• _Instructions for the task_
Number the lines, from the first one through the line containing "<point>52,499</point>", as a list, and leave out any blank lines.

• _Supplied information_
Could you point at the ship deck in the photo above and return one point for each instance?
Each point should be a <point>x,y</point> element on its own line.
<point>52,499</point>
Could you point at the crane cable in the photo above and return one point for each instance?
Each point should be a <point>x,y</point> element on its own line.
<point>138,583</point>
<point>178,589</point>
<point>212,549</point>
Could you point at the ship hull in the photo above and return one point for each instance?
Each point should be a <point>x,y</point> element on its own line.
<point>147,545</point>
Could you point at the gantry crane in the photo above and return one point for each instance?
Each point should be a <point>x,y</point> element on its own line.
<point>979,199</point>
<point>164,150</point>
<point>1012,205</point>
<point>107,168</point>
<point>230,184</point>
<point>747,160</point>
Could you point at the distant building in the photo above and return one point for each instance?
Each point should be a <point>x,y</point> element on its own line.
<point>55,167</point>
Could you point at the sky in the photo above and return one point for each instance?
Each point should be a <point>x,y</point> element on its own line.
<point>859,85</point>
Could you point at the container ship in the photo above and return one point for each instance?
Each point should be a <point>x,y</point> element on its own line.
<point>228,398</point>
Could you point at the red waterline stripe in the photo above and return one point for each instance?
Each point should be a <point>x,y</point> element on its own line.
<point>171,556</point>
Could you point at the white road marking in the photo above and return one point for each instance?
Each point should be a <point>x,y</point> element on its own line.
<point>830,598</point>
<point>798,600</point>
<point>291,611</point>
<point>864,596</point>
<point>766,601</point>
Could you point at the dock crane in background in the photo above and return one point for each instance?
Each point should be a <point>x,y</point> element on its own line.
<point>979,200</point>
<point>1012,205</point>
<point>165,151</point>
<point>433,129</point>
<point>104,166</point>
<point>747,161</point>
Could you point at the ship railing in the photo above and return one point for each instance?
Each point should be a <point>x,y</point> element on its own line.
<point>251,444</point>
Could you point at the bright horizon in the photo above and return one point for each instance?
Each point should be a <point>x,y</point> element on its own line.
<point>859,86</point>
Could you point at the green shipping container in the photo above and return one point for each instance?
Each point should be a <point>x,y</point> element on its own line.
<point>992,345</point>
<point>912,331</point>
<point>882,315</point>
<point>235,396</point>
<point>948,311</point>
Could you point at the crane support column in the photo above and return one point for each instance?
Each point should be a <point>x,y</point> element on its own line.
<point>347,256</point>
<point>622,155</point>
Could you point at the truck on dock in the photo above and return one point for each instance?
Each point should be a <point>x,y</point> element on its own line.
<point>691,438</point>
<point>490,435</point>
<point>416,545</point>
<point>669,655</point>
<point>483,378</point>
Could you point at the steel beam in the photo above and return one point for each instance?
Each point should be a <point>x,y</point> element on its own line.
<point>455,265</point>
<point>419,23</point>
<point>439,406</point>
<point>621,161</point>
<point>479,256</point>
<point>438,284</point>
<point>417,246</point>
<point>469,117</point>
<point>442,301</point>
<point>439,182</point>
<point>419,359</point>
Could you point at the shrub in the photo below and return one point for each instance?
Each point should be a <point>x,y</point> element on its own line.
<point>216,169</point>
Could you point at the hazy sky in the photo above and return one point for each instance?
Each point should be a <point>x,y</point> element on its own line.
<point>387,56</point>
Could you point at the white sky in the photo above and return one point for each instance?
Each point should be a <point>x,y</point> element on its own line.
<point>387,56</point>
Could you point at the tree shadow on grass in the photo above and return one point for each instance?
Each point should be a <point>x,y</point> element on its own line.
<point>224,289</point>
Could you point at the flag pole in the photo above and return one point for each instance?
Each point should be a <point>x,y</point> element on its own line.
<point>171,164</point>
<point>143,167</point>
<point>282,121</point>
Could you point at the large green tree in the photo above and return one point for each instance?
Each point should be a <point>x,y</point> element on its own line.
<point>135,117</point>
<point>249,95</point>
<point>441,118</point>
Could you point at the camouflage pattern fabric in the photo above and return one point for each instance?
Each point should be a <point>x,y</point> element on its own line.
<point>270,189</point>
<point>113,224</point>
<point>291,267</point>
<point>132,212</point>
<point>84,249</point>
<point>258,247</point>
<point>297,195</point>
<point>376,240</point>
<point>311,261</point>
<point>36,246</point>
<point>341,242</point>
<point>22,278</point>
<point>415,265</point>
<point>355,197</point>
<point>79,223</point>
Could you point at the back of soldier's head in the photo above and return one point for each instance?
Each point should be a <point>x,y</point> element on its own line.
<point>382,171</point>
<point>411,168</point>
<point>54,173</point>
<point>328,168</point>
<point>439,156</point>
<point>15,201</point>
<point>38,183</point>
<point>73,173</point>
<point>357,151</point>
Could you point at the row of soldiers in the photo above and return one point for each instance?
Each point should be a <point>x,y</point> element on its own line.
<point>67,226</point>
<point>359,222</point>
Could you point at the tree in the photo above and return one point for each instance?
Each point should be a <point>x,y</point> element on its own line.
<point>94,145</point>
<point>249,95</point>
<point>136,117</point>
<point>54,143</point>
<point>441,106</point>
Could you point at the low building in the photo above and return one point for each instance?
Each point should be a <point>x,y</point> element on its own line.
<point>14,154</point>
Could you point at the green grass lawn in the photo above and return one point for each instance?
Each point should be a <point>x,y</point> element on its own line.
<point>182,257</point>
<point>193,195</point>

• _The output_
1. Could you point at the ship deck in the photo above and return one point for each instance?
2. Each point should be a <point>x,y</point> element on its own line.
3. <point>52,499</point>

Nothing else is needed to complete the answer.